洋服やコスメも大好きだけれど、それらより物語を愛する、20代の女性の日記。

可愛いな、と思いながら読んでいた。それから、『深く思索する人だな』とも。

二階堂奥歯さん。

『八本脚の蝶』と題したブログを綴った人。

26歳になる前に、自らの命を断った人。

帯にも裏表紙にも、この本の作者は自殺したと書かれていた。ひたすら悲惨で鬱々した日記なのかな、と書店で最初に見かけた時には思った。

けれど、その美しい青色の表紙や奇妙に幻想的なタイトルに惹かれて、ページをめくる。

澁澤龍彦、の文字を見た。

この人はどうやら、澁澤龍彦が好きらしい。
私と同じだ。私は大学生の頃に澁澤龍彦に図書館で出会った。
世界の暗い秘密を全て知り尽くしたような人(澁澤龍彦を敬愛する人は、高原英理氏の『エイリア綺潭集』をぜひ)に惹かれたらしい、奥歯さんの軌跡を追ってみたくなり、購入。

そうして一気読み。その後、何冊か別の書籍を挟んでもう一度読みました。

彼女の日記は、様々な読み方ができる。だからこそ私は短いスパンで再読了したのだ。
 

例えば最近、なにかと話題の『ジェンダー』についての思索を深めるために、彼女の日記を読むことも可能です。

奥歯さんはしっかりと『性』について考えている。この日記は今から十五年以上前に書かれているけれど、彼女の考えが古臭いなんてことは全くない。

むしろ彼女の考えは、多様性を認めると『自称するだけ』の人が目立ってしまう現代でこそ光り輝く。そう思う。
彼女はポルノ小説の名作を愛してはいるが、けれどそれは女性の人権を無視しているわけではない。
あとがきや解説から読む方は高原英理氏、佐藤弓生氏の解説をご一読ください。なんとなく、彼女のジェンダー感に触れられるのじゃないでしょうか。 

また、この日記は彼女という一人の人間を造り上げた『物語』を知ることができるから、読書案内として読むこともできる。物語は続く。彼女を造った物語が、私たちを造る物語になる。

私も年齢の割には読書家で、しかも幅広くもマニアックな本ばかり読んでいる自覚があるが、奥歯さんの読書量、ジャンルの幅広さには驚く。
本の虫、というレベルではないのです。しかも記憶力抜群だ。よく覚えてるなぁ、とひたすら関心してました。

ベスト恋愛小説で森博嗣のS&Mシリーズや鏡花の『外科室』、ワイルドの『サロメ』を挙げていて、この辺りに共感できる人は彼女が語る本の話を全く飽きることなく読むことができるはず。

それから、『日記とかエッセイって苦手』という人へは朗報。
奥歯さんの文章は精緻で幻想的です、その『八本脚の蝶』というタイトル通りの文章。乾いた感じではなく、ほんのり重さを感じますが端正な文なので、『物語』のように、彼女の日記を一気読みしてしまうでしょう。

冒頭でも書いたけれど、奥歯さんは自ら命を絶っている。死の直前の日記は読みながら私も絶望を感じた。やめて、どうして、いや、わかる気はする、そういう結末になってしまうのは、でも、でも、でも。そんな言葉が脳内をぐるぐる回る。

だからこそ私は彼女の言葉を、彼女の物語を、多くの人に読んで欲しい。

美しくて魅力的で賢い先輩に、世界の見方を教えて貰っているみたいだったのだ。

彼女の物語を抱いて、私は今日も本を読み、なにかを創る。

## 課題内容 A:
「border」という文字列を含む行をすべて集め、そのまま書き写す。
ページと行は互いに関係がない。

## 作業用資料:
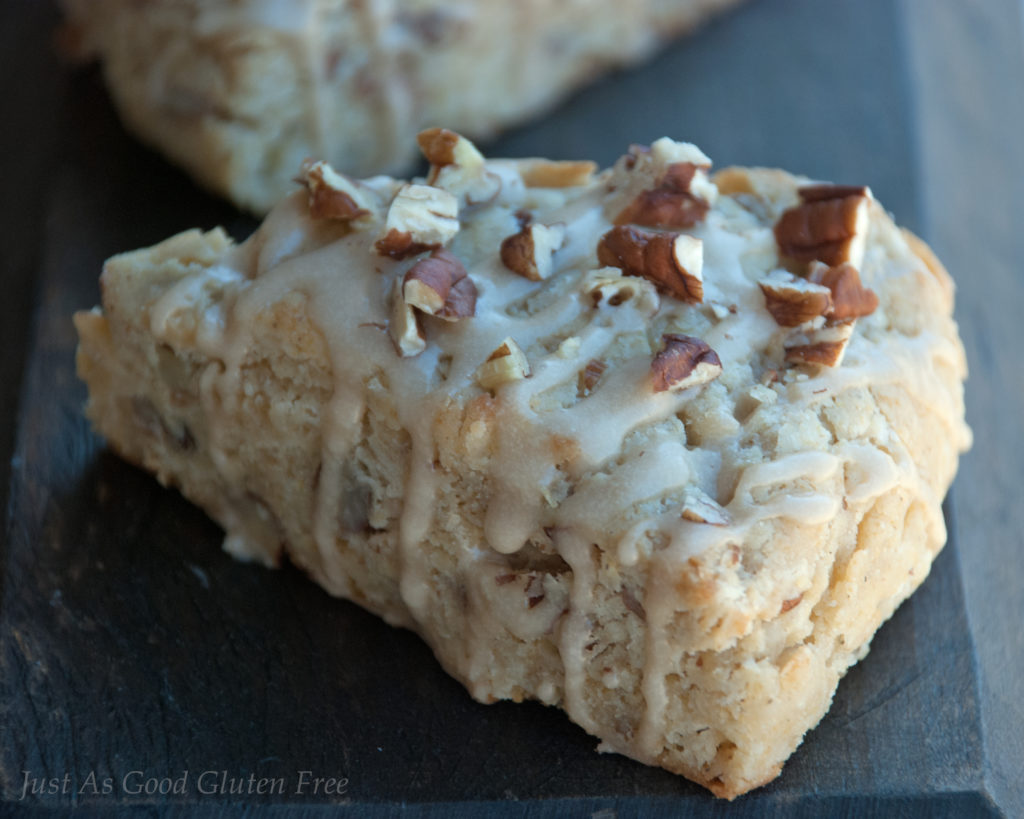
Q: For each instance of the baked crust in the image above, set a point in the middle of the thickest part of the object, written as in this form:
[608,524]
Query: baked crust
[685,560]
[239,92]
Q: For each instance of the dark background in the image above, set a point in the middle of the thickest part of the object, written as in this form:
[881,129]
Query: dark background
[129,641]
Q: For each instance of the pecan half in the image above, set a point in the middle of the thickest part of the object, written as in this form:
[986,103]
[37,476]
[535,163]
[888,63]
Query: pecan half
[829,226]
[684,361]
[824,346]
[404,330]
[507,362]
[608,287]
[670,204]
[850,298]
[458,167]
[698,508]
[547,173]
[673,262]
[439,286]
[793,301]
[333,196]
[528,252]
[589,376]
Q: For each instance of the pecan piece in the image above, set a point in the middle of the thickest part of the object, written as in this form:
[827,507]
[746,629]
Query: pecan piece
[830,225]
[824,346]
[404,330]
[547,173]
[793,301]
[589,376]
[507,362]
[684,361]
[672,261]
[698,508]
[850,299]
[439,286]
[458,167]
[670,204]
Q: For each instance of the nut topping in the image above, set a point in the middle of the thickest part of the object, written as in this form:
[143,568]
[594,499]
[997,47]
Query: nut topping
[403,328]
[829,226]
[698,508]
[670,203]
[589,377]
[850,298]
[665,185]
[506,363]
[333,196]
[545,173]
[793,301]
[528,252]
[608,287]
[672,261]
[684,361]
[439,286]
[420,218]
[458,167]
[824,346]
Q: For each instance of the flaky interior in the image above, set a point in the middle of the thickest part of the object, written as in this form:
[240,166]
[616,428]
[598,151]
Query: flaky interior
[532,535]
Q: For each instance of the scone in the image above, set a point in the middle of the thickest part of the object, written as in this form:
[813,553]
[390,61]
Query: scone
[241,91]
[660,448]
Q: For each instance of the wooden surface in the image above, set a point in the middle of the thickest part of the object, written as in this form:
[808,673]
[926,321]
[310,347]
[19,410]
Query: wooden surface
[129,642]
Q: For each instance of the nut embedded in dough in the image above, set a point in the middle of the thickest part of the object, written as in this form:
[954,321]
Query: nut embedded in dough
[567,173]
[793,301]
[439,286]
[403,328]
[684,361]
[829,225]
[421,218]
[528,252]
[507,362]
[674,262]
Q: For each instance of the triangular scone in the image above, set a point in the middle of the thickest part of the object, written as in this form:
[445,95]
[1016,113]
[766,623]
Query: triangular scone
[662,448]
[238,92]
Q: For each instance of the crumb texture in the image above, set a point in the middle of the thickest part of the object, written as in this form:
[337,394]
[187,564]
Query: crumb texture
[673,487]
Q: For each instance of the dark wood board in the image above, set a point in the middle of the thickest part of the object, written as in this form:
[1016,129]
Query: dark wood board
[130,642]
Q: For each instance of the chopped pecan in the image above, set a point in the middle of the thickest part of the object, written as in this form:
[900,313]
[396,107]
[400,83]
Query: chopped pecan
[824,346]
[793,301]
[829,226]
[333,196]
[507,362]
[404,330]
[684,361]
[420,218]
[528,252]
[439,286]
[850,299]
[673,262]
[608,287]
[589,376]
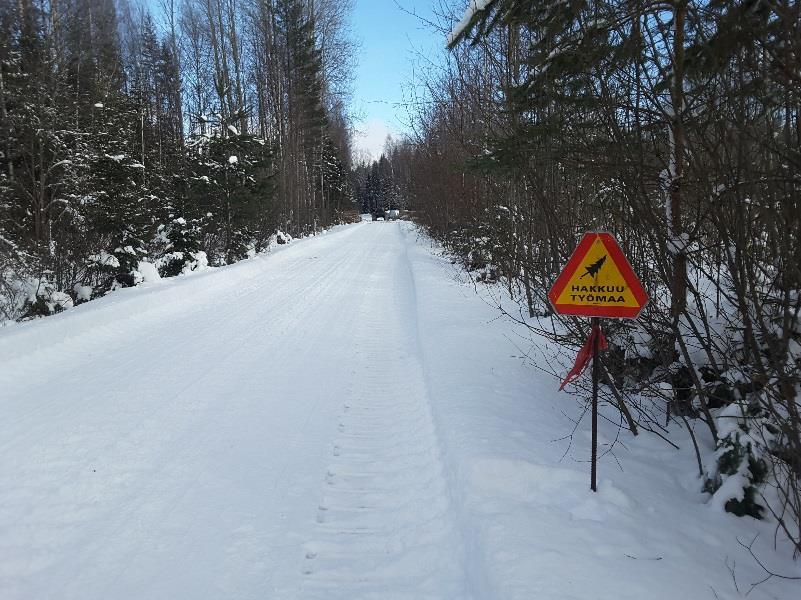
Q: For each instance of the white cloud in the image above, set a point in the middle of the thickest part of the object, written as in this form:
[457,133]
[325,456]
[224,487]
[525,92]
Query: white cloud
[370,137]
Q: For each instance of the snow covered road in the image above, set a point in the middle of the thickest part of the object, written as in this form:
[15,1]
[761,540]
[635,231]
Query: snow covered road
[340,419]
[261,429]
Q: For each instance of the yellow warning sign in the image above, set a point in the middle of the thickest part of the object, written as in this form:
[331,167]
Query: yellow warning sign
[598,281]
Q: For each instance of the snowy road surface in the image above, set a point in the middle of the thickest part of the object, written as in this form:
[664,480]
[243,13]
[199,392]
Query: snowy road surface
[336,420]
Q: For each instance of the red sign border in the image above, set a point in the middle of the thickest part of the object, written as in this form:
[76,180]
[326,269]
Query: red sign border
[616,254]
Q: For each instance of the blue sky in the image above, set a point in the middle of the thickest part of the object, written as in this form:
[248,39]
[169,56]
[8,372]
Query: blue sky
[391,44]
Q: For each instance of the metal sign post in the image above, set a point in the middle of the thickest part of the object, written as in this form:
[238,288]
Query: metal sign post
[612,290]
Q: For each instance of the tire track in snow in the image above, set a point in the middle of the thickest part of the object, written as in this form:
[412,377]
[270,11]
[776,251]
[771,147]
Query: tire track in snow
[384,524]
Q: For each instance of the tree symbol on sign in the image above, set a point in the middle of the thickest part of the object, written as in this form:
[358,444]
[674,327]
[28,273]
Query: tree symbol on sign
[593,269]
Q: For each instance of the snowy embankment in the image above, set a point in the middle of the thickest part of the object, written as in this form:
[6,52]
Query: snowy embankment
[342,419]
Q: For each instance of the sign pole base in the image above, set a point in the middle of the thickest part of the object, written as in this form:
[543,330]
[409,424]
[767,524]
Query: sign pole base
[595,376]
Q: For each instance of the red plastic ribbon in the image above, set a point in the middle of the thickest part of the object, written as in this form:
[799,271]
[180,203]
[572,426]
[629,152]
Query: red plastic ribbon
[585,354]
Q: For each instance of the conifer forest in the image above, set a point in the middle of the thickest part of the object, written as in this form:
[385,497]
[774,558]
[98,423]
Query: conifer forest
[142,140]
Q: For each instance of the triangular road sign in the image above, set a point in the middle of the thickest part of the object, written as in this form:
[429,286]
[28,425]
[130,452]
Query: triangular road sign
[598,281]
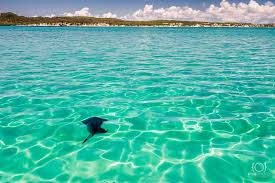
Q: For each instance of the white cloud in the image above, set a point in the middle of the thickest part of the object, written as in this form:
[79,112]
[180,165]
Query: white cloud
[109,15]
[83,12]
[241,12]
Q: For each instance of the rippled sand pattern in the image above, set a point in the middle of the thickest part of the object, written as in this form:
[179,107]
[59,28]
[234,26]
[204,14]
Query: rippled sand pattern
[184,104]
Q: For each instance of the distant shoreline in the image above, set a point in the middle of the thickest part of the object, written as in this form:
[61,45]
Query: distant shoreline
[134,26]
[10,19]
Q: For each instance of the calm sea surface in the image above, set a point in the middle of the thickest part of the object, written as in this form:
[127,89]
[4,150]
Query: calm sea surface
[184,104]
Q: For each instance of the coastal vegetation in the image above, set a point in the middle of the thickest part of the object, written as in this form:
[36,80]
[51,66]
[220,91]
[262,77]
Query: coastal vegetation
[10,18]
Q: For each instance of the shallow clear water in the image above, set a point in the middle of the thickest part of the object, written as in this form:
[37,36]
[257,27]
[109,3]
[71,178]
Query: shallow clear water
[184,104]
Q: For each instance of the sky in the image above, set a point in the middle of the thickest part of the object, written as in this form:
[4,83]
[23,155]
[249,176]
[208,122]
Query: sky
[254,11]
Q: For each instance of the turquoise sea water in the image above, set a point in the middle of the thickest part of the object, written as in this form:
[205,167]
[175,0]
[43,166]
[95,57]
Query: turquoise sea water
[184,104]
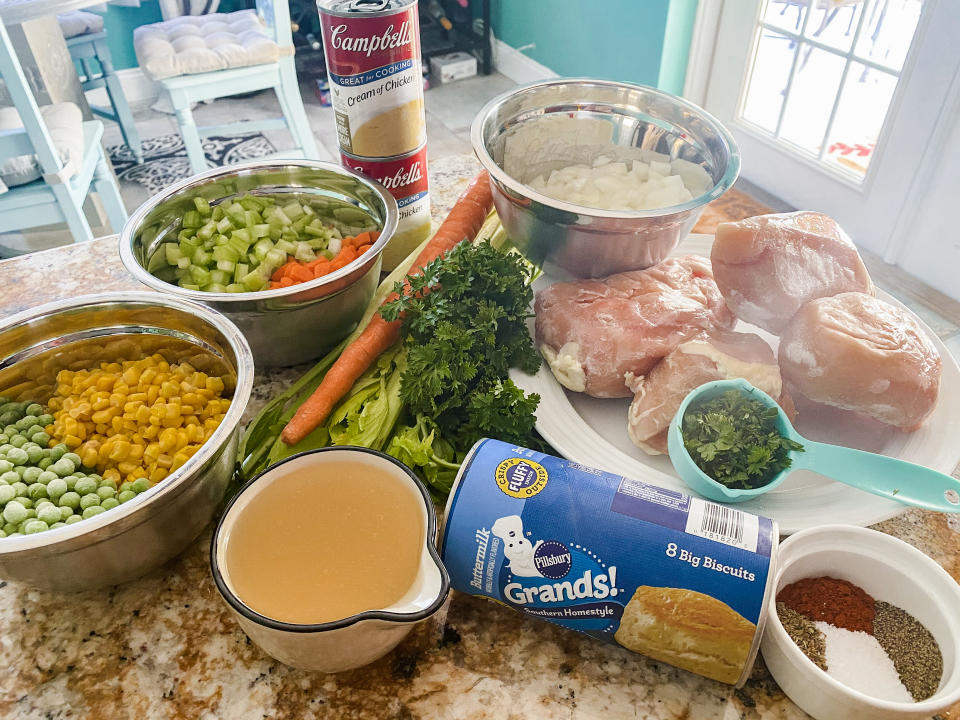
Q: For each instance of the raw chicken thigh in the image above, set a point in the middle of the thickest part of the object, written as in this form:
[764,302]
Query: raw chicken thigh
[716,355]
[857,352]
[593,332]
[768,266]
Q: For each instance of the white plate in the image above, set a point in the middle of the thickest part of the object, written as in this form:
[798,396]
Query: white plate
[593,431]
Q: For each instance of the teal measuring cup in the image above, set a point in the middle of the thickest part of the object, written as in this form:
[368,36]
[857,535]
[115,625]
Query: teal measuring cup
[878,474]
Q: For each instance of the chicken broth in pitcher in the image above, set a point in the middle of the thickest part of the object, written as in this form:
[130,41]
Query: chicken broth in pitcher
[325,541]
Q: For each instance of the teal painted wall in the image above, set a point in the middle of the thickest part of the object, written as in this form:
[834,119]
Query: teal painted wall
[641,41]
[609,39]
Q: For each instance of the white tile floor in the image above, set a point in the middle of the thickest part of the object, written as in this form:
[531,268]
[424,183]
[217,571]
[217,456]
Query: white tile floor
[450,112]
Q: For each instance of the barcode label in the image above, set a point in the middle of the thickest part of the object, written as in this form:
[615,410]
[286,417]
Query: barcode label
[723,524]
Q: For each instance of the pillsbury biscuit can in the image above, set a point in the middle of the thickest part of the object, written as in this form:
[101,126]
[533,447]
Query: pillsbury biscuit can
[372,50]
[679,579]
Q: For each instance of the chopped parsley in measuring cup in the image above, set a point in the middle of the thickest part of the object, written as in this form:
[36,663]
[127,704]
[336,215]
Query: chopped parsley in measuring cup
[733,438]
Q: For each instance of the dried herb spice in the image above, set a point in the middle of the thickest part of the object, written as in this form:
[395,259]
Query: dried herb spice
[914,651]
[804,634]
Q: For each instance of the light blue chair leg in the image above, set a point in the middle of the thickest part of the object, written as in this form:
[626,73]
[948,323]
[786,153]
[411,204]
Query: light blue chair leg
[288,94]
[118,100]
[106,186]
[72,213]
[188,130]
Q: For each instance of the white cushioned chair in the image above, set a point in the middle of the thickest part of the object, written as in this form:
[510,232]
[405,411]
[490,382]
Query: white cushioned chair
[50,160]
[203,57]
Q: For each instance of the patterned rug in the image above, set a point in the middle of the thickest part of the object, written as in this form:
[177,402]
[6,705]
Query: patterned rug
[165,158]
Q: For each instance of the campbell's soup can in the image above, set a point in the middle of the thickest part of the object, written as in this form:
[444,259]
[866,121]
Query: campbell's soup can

## 課題内容 B:
ページについて、次の問いに答える。
(i) 二階堂奥歯さんが綴ったブログの題は何か。
(ii) 筆者が澁澤龍彦に出会ったのはいつ、どこでか。
(iii) ベスト恋愛小説として挙げられた鏡花の作品は何か。

## 解答全文 A:
Q: For each instance of the red sign border in the image above, set a point in the middle of the thickest part of the object, written as in this form:
Query: red sign border

## 解答全文 B:
(i) 『八本脚の蝶』
(ii) 大学生の頃、図書館で
(iii) 『外科室』